--- Work required ---
Repeat exactly, and only, the lines from the one holding "Task: mark one point on every instance of the tall" through the last line of the records below.

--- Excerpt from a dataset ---
※ ※ ※

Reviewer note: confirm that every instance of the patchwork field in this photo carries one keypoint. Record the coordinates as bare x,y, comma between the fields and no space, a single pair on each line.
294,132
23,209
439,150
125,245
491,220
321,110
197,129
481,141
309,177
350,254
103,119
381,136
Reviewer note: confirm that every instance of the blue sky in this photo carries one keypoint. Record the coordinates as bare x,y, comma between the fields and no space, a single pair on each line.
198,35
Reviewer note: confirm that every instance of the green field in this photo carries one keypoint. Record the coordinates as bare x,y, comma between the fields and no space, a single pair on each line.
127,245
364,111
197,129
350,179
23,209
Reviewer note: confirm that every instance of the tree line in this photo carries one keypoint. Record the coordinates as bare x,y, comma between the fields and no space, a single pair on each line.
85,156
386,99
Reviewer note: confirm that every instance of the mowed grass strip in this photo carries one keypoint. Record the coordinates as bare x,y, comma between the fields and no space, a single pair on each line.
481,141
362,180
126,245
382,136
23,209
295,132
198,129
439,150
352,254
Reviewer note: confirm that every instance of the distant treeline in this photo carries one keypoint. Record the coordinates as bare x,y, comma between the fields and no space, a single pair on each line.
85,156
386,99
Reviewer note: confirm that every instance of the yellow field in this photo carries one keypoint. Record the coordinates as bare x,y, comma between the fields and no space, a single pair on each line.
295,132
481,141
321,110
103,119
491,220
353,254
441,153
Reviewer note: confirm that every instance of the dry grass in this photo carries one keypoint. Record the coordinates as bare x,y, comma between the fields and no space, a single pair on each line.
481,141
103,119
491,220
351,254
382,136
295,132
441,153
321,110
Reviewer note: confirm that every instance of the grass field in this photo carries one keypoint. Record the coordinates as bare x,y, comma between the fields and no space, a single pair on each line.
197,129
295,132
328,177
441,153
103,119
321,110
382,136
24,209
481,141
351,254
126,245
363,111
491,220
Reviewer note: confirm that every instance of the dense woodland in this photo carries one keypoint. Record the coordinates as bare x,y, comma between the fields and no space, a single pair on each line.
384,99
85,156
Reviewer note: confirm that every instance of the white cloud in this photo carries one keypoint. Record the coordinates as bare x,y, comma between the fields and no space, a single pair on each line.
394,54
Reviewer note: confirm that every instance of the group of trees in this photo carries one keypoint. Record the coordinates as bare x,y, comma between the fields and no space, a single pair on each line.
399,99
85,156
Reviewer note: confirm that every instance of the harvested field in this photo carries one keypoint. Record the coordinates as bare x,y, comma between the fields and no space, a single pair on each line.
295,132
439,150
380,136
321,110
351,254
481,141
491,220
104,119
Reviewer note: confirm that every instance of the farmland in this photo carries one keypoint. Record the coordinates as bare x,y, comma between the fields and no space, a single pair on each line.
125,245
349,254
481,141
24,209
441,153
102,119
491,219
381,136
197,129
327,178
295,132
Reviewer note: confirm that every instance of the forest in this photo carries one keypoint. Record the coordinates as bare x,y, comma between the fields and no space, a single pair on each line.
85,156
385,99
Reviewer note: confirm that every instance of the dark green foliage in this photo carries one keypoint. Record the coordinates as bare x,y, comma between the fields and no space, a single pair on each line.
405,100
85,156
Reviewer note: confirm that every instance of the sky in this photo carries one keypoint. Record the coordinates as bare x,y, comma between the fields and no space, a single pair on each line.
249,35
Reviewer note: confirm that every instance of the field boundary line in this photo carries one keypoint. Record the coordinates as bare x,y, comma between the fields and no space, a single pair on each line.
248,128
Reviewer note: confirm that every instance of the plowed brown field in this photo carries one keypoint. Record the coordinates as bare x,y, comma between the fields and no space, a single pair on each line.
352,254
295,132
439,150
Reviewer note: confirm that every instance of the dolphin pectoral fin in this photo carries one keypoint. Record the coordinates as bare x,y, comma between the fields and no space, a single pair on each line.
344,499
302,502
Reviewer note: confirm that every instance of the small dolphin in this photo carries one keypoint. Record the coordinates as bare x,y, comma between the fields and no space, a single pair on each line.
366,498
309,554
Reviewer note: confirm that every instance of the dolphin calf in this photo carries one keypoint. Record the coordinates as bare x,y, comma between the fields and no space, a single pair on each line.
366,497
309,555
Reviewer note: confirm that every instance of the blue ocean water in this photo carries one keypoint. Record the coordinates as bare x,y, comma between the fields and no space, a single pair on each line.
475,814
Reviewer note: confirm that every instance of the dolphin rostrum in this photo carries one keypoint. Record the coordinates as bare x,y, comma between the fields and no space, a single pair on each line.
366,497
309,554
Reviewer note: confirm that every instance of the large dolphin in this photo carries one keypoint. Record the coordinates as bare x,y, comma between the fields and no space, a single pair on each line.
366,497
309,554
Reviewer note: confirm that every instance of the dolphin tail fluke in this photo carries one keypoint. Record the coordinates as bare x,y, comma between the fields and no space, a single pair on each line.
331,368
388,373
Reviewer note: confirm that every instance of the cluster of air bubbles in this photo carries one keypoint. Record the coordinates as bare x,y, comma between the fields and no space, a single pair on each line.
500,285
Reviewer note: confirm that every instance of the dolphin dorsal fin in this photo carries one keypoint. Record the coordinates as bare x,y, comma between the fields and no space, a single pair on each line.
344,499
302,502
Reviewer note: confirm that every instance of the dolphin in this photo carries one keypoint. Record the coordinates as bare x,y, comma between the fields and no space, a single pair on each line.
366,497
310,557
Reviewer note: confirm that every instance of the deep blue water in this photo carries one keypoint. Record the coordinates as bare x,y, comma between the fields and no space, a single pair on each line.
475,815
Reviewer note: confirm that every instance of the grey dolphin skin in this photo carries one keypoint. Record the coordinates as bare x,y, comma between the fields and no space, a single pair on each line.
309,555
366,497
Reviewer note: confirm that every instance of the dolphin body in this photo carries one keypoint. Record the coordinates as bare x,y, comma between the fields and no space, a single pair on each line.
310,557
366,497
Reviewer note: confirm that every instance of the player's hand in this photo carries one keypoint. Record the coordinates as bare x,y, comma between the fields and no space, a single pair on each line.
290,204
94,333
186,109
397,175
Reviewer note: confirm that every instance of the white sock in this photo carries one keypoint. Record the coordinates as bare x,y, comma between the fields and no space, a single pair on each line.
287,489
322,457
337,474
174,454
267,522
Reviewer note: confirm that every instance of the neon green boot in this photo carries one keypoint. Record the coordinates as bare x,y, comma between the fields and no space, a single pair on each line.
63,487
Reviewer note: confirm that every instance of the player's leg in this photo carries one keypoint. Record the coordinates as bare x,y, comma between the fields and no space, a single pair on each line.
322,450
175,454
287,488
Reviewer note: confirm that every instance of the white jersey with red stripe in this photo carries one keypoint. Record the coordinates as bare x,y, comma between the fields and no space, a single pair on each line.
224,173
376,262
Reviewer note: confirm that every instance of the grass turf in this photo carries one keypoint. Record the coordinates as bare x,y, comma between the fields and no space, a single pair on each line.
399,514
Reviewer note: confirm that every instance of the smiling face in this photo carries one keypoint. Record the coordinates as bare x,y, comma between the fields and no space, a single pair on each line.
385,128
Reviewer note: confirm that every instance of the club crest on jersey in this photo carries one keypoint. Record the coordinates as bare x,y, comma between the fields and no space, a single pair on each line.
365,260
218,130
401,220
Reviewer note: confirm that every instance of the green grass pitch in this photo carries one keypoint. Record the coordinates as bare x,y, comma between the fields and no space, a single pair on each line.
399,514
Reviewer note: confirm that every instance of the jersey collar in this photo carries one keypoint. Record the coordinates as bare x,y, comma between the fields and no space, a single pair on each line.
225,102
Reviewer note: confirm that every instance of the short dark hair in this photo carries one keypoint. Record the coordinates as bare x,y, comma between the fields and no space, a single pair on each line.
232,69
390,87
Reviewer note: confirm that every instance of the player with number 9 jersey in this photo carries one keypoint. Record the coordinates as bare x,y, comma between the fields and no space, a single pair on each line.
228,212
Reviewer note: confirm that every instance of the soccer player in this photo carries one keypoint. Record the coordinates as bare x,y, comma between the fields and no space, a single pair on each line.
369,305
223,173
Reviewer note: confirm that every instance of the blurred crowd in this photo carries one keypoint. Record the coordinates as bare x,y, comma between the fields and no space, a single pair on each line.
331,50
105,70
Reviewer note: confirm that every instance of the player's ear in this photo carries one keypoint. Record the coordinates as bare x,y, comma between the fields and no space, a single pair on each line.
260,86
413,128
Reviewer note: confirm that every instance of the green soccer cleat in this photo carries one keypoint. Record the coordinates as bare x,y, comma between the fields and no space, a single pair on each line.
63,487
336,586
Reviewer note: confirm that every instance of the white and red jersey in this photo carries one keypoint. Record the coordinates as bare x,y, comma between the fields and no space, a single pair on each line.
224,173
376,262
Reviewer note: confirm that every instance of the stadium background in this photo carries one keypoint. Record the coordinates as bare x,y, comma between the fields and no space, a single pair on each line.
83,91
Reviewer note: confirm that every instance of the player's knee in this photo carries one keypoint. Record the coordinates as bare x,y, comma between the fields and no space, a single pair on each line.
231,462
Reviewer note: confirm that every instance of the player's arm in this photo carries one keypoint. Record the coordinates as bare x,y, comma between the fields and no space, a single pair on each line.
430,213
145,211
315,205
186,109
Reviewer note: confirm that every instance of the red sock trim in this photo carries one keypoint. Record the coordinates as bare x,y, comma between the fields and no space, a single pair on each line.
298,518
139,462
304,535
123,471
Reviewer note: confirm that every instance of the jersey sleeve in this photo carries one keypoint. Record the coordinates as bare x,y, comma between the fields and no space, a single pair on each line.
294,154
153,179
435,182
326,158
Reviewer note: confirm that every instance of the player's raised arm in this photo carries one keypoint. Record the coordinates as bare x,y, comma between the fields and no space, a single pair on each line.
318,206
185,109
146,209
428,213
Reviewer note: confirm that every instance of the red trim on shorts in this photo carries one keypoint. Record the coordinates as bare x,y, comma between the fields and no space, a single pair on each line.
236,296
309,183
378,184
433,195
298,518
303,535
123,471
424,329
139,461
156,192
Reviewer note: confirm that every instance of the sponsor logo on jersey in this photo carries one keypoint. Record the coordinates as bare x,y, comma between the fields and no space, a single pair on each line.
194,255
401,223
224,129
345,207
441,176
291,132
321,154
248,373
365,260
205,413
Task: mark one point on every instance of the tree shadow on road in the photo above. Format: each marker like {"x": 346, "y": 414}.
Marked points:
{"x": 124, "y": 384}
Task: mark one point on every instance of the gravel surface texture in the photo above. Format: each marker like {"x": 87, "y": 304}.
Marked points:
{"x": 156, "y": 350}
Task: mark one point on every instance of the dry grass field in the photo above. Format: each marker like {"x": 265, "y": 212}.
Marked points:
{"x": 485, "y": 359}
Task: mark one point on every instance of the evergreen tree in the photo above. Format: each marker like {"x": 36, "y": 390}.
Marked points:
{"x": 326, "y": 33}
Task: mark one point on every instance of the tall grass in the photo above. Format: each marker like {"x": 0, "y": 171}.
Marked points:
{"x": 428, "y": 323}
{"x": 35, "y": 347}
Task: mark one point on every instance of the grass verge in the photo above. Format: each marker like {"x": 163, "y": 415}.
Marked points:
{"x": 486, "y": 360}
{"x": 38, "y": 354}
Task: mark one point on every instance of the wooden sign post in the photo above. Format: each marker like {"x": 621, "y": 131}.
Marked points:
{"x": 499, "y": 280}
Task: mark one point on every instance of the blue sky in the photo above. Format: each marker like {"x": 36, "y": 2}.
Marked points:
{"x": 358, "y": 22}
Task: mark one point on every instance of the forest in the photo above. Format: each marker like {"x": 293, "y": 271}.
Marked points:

※ ※ ※

--- Exercise response ---
Task: mark one point on every instance of the tall grass in the photo above. Format: each marker like {"x": 0, "y": 171}.
Marked points:
{"x": 428, "y": 323}
{"x": 35, "y": 347}
Task: mark one point on every instance of the grass verge in the photo above. Format: each marker like {"x": 163, "y": 415}.
Marked points:
{"x": 486, "y": 360}
{"x": 38, "y": 354}
Task: mark one point on every instance of the wooden sign post in the photo above. Format: each marker like {"x": 621, "y": 131}.
Marked points:
{"x": 499, "y": 280}
Task: mark one point on every instance of the blue sky in the photo above. Format: each marker like {"x": 36, "y": 2}.
Marked points:
{"x": 358, "y": 22}
Task: mark one point on every instance of the forest in the photo above. Format: each marker like {"x": 293, "y": 271}.
Marked points:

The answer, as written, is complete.